(Beginning of DATA IN THIS EXERCISE)

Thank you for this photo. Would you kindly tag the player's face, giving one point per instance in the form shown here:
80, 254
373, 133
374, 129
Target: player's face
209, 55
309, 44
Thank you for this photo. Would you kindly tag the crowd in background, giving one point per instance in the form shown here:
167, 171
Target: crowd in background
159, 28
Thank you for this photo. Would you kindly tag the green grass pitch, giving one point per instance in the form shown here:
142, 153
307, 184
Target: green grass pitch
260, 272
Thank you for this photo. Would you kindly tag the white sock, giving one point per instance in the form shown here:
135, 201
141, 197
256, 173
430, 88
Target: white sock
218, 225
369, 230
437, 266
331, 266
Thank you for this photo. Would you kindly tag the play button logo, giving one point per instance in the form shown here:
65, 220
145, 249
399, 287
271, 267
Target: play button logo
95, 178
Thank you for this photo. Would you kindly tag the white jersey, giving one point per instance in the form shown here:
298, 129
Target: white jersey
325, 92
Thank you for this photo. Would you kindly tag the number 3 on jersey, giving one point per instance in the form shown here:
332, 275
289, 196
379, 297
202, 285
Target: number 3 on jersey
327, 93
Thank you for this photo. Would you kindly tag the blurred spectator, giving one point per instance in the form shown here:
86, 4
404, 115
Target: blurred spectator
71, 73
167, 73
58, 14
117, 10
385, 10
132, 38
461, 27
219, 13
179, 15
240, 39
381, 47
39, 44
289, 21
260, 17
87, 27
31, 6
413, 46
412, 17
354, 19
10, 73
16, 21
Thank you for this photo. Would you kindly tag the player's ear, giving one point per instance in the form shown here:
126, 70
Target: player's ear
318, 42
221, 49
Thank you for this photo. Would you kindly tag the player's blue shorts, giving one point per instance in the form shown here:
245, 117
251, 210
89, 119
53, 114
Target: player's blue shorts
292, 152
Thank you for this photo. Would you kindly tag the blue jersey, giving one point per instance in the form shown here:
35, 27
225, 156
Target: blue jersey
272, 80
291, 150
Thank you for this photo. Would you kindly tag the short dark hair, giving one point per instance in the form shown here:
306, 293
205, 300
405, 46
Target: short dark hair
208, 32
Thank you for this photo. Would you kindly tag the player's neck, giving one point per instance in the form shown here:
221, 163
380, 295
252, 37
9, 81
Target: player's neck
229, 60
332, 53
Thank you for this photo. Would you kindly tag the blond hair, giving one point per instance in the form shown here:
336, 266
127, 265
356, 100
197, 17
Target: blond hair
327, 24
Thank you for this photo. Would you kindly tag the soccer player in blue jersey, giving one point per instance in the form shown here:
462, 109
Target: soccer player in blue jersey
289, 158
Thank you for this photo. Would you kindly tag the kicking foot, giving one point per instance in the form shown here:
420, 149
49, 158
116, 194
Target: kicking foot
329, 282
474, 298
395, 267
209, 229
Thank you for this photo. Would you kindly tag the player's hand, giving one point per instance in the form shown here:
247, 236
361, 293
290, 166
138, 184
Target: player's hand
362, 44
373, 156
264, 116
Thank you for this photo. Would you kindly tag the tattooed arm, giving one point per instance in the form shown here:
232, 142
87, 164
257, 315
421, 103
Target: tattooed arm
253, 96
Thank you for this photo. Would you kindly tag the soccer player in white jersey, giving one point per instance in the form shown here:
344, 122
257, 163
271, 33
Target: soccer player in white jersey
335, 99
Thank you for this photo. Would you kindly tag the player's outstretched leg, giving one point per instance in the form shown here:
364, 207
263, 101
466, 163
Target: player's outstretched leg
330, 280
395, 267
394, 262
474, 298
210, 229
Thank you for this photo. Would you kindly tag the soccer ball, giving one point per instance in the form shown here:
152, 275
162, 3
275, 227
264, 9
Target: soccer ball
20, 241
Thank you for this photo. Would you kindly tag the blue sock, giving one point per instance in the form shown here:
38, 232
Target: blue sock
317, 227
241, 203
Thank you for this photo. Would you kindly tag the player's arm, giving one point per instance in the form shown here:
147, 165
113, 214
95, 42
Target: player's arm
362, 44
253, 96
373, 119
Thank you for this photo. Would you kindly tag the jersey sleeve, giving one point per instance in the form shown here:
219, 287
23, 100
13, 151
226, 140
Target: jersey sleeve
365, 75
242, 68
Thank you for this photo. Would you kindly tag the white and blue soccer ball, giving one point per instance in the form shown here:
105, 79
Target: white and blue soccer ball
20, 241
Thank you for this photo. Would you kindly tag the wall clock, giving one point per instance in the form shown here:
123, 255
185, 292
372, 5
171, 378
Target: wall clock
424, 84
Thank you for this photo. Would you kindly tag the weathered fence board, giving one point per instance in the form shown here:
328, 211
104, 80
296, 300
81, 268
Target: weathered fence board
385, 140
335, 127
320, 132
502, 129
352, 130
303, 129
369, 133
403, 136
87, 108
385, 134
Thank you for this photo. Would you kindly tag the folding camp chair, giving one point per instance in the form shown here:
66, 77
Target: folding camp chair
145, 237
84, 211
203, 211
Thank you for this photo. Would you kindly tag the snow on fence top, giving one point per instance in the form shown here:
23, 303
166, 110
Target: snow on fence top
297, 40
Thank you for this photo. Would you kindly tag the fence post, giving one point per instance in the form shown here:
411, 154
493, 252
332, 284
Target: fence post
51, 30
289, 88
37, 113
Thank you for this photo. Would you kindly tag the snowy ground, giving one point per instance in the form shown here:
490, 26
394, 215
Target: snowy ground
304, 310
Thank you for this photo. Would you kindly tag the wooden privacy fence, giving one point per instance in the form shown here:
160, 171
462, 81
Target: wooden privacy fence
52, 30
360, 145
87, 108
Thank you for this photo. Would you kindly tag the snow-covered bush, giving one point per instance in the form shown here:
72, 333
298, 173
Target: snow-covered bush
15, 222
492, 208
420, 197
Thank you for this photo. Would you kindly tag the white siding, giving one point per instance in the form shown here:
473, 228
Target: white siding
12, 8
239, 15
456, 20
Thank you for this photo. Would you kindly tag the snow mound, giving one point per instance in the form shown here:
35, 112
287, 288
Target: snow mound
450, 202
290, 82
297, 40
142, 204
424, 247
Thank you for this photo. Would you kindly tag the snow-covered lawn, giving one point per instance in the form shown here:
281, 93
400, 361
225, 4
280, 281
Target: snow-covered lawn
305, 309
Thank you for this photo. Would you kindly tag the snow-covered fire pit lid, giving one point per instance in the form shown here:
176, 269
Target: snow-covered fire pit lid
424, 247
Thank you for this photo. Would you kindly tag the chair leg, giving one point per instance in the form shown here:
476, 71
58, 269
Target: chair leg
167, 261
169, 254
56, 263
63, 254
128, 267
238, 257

(End of DATA IN THIS EXERCISE)

* [WORK TASK]:
Restate every record word for word.

* [TASK RESULT]:
Thank you for this photo. Would you kindly tag the player's face, giving one point per instance in the form shown here:
80, 254
373, 133
374, 129
Target: player's face
209, 55
309, 44
Thank you for this photo. Would you kindly tag the crowd in background, giving one point per instance in the form shown here:
167, 171
Target: crowd in background
159, 28
Thank you for this photo. Would you kindly tag the green grass pitch, giving one point per instance in the form shown here:
142, 153
307, 184
Target: green grass pitch
260, 272
Thank you for this photo. Would you kindly tag the white sock, giving one point per instance in the form shown here:
135, 201
141, 197
256, 173
430, 88
Target: white sock
218, 225
369, 230
437, 266
331, 266
Thank you for this photo. Would you kindly tag the play button logo, giving one point per instance in the form shown here:
65, 220
145, 249
399, 287
271, 267
Target: play button logo
95, 178
Thank you for this photo. Would you kindly tag the white jersey, giving one point per instance in the form shown here:
298, 129
Target: white jersey
325, 92
Thank you for this photo. Would you kindly tag the number 3 on jersey, giving one point per instance in the form shown here:
332, 275
289, 196
379, 297
202, 285
Target: number 3 on jersey
327, 93
Thank you for this photo. Would you kindly tag the blurred spectator, giving one point per instance in the form shown here:
86, 4
404, 115
Target: blurred spectator
71, 73
167, 73
58, 14
117, 10
385, 10
132, 38
461, 27
219, 13
179, 15
240, 39
381, 47
39, 44
289, 21
260, 17
87, 27
31, 6
413, 46
412, 17
354, 19
10, 73
16, 21
Thank you for this photo. Would you kindly tag the player's ear, giving one point per instance in the form shown here:
126, 70
Target: player's ear
318, 42
221, 49
Thank you for this photo. Would you kindly tag the player's blue shorts, giving one point per instance in the form shown here:
245, 117
251, 210
89, 119
53, 114
Target: player's blue shorts
292, 152
Thank you for this photo. Would you kindly tag the blue jersey, giving one point per instance in the form shown here:
35, 27
225, 156
Target: blue jersey
272, 80
291, 150
Thank you for this photo. Would you kindly tag the short dark hair, giving one point per instance in the form shown here:
306, 293
205, 300
405, 46
Target: short dark hair
208, 32
Thank you for this photo. Would you kindly tag the player's neck, giving one point per instance in the form shown here:
221, 163
380, 295
252, 37
9, 81
Target: player's neck
229, 60
332, 53
Thank you for this photo. Would you kindly tag the blond hair, giving one point per instance in the form shown here:
336, 266
127, 265
356, 100
197, 17
Target: blond hair
327, 24
Thank you for this photo. Would you kindly tag the soccer player in blue jersey, giving one point per instance in the form shown here:
462, 109
Target: soccer player in blue jersey
289, 158
Thank you for this photo. Would you kindly tag the kicking foot, giving one point per instance in the form shown here:
420, 149
49, 158
116, 194
Target: kicking foot
329, 282
474, 298
395, 267
209, 229
Thank you for this photo. Would you kindly tag the player's hand, giving one point per instance in the form shown here:
247, 236
361, 293
290, 166
138, 184
Target: player's hand
362, 44
373, 156
264, 116
Thank you for this photo. Would you kindly tag the tattooed arm, giving one point per instance in the form shown here:
232, 142
87, 164
257, 315
421, 103
Target: tattooed arm
253, 96
Thank you for this photo. Would you kindly tag the soccer player in white jersey, giving one point per instance in the form shown here:
344, 122
257, 163
271, 33
Target: soccer player in white jersey
335, 99
Thank you for this photo. Would you kindly tag the player's outstretched leg, giving one point per instance in the form shown here:
364, 207
263, 101
466, 163
Target: player's outstretched leg
330, 280
395, 267
394, 262
474, 298
210, 229
Thank you for this photo. Would you kindly tag the soccer ball, giving one point per instance in the form shown here:
152, 275
162, 3
275, 227
264, 9
Target: soccer ball
20, 241
Thank you for this photo. Would you kindly tag the blue sock, giving one point per instance in the form shown here:
38, 232
Target: blue sock
317, 227
241, 203
Thank you for this photo. Would you kindly tag the player's arm, giving one point per instance in the form shown here:
147, 165
113, 214
95, 42
Target: player's arm
362, 44
253, 96
373, 119
Thank you for this photo. Would you kindly tag the jersey sleeve, giving one point per instance in the form shown here:
219, 287
23, 100
13, 151
226, 140
Target: jersey sleeve
365, 75
242, 68
Thank you for this photo. Would you kindly tag the white and blue soccer ball, giving one point per instance in the form shown here:
105, 79
Target: white and blue soccer ball
20, 241
Thank you for this photo. Would you kindly tag the wall clock, giving one point per instance in the form shown here:
123, 255
185, 292
372, 5
171, 378
Target: wall clock
424, 84
Thank you for this photo. Would you kindly tag the weathered fence board, giving one point per instance in the form shown here:
328, 211
104, 80
296, 300
81, 268
Target: weathered fence board
385, 140
335, 127
320, 132
502, 129
352, 130
303, 129
369, 133
403, 136
87, 108
385, 134
Thank you for this photo. Would you kindly tag the folding camp chair, giving one point per instance in the form shown here:
66, 77
Target: folding camp chair
145, 237
84, 211
203, 211
Thank you for this photo. Would you kindly tag the snow on fence top, giving one point per instance in the form shown here:
23, 303
166, 110
Target: snow on fence top
297, 40
Thank you for this photo. Would you kindly tag the fence post, giving one point per instance in the form shown here:
411, 154
493, 252
332, 284
Target: fence post
51, 30
289, 88
37, 113
Thank you for this photo. Would you kindly tag the snowy ground, giving one point per instance in the form shown here:
490, 26
394, 215
Target: snowy ground
304, 310
Thank you for this photo. Would you kindly tag the wooden privacy fence, giving one point per instance in the form shown here:
160, 171
462, 81
Target: wooden privacy fence
52, 30
360, 145
87, 108
Thank you for this photo. Would you kindly tag the snow-covered bush, giving one point per instance in the form shown here:
72, 333
298, 173
Target: snow-covered bush
15, 222
492, 208
420, 197
Thank you for this photo. Would you kindly tag the white siding, giving one point per instance in the form shown here:
473, 228
Target: white siding
12, 8
239, 15
456, 20
Thank you for this photo. Would you kindly tag the snow mound, giving one point per instance in the form shown here:
35, 112
287, 288
Target: snow mound
450, 202
290, 82
297, 40
142, 204
424, 247
Thank you for this photo. Would you kindly tag the snow-covered lawn, giving one point per instance in the form shown here:
281, 93
400, 361
225, 4
280, 281
Target: snow-covered lawn
305, 309
Thank you for this photo. Would you kindly tag the snow-covered fire pit lid, giving one point per instance in the form shown here:
176, 269
Target: snow-covered fire pit lid
424, 247
Thank you for this photo. Would you kindly tag the chair leg, giving one point per instance in the form shown here:
476, 71
58, 269
Target: chair leg
167, 261
169, 254
56, 263
63, 254
128, 267
238, 257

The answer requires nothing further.